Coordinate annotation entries
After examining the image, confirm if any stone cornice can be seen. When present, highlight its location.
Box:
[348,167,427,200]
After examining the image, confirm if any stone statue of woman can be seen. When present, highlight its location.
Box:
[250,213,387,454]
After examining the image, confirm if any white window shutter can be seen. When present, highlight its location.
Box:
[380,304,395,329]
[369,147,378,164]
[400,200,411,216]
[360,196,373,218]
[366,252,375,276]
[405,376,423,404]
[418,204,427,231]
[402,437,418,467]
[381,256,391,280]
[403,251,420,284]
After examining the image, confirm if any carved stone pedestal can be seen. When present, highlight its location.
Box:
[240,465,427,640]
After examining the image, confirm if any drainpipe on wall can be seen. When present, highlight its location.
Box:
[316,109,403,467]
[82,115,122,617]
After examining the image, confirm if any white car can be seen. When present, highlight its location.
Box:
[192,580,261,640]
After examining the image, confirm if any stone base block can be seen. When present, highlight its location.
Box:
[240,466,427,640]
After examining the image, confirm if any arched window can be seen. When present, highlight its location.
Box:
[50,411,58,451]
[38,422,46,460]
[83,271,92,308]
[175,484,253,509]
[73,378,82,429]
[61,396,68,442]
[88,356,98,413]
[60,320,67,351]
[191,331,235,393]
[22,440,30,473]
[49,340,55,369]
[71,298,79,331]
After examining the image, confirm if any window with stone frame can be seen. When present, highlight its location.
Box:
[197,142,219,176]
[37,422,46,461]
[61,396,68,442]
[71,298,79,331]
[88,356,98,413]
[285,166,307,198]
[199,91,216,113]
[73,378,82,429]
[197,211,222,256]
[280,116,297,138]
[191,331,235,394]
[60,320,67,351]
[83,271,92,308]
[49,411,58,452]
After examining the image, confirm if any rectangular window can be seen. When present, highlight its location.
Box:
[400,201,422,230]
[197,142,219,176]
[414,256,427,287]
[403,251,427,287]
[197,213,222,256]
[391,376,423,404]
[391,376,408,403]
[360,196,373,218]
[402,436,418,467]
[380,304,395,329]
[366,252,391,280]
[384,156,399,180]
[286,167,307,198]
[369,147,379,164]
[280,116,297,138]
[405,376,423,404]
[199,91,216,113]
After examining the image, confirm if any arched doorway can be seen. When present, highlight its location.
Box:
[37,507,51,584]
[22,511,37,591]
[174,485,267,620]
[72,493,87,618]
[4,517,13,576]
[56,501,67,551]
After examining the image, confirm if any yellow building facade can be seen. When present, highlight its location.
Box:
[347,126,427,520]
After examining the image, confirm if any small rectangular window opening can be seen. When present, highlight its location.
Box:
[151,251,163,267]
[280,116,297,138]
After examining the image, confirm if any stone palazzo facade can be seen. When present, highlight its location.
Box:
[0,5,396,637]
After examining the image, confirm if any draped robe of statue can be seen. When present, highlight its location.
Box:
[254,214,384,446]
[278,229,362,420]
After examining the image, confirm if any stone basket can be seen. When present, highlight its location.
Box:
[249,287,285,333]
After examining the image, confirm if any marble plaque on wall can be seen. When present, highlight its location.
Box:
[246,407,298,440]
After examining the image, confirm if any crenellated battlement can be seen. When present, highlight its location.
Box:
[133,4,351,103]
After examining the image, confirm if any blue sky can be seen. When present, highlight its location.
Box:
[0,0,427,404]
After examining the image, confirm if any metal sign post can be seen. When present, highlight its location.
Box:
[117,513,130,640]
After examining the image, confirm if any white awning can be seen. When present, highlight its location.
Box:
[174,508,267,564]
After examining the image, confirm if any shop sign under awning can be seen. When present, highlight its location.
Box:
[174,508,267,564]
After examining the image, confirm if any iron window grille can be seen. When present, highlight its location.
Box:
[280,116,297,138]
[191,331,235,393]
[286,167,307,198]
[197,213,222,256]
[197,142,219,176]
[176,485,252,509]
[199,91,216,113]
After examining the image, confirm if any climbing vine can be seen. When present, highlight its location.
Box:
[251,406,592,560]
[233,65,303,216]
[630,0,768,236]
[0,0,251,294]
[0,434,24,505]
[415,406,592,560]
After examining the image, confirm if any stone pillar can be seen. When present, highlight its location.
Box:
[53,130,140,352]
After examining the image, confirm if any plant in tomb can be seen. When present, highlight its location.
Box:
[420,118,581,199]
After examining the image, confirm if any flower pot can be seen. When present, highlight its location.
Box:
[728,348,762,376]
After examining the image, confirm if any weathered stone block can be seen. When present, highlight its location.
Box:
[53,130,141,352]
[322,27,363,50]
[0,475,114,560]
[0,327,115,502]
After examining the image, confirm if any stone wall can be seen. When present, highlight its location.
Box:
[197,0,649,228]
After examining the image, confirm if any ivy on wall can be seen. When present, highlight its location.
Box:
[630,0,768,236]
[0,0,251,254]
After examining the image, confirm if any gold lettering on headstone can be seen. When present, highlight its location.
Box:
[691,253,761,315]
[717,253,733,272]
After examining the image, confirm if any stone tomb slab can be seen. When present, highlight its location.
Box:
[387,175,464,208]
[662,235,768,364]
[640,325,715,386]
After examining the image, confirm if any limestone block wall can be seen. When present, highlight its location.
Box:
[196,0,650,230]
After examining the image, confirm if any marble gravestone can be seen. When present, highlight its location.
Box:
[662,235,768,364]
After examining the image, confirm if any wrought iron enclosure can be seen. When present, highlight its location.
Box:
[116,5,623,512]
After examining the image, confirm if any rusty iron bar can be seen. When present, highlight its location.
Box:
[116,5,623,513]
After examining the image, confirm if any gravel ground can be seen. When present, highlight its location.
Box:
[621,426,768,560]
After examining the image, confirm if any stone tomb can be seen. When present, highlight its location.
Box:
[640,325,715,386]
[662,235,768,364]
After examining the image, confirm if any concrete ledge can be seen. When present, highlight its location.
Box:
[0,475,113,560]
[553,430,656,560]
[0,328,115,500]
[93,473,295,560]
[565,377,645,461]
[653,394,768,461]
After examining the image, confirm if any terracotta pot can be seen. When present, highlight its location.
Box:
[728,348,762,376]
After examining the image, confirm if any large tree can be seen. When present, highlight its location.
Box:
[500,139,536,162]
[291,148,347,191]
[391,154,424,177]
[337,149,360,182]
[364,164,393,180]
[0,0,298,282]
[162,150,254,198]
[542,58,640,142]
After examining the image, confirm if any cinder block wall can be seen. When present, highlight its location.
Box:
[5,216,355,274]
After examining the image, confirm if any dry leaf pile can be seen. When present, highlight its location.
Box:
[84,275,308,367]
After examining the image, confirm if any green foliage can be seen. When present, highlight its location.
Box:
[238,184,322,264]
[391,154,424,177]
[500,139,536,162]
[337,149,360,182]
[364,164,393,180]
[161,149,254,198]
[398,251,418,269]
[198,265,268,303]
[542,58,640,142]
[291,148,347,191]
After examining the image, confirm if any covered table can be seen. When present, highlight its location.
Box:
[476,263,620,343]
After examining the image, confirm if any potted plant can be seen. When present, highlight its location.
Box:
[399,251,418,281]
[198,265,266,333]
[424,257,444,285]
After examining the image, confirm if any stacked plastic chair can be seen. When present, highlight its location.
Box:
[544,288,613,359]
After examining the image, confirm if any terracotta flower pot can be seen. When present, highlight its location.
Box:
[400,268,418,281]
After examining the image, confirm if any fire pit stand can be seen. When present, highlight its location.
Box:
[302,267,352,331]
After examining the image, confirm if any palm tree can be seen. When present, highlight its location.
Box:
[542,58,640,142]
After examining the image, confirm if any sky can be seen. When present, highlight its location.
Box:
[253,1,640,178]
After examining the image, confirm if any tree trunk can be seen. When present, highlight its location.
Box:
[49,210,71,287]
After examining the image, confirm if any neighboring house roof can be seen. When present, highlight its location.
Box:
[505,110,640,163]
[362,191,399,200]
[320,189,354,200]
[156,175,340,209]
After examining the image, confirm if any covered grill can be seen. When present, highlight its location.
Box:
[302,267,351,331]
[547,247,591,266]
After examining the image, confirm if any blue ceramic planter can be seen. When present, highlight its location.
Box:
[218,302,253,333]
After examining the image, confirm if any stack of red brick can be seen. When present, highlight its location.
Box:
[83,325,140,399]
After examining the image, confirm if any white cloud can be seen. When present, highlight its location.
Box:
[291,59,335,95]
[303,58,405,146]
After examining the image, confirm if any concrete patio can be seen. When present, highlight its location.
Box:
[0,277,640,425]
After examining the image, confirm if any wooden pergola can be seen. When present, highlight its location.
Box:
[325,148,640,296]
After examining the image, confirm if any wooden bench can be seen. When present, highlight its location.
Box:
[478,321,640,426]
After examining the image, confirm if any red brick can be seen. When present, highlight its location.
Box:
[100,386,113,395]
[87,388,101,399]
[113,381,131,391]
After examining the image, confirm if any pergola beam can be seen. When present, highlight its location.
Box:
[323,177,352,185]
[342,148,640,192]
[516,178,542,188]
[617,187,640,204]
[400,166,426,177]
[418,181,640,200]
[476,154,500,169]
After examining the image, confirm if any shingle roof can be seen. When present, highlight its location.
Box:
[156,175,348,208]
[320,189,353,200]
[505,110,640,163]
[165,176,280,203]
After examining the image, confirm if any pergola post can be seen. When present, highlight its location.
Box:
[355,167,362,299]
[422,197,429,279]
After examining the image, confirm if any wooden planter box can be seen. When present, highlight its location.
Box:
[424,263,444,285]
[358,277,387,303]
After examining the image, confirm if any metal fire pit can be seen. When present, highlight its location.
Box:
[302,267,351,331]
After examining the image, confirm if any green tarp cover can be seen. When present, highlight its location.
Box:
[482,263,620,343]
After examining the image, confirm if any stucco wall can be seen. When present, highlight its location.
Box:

* _Task directions_: In the material from the start through the line containing "[250,213,387,454]", swap "stone statue of woman" for "bronze statue of woman" and give back only that stretch, otherwise unchanged.

* _Correct result_:
After examining the image, confirm if any stone cornice can be seen. When present, highlight its location.
Box:
[348,167,427,200]
After examining the image, confirm if any bronze statue of woman can be seen. When present, highlight its location.
Box:
[250,213,387,454]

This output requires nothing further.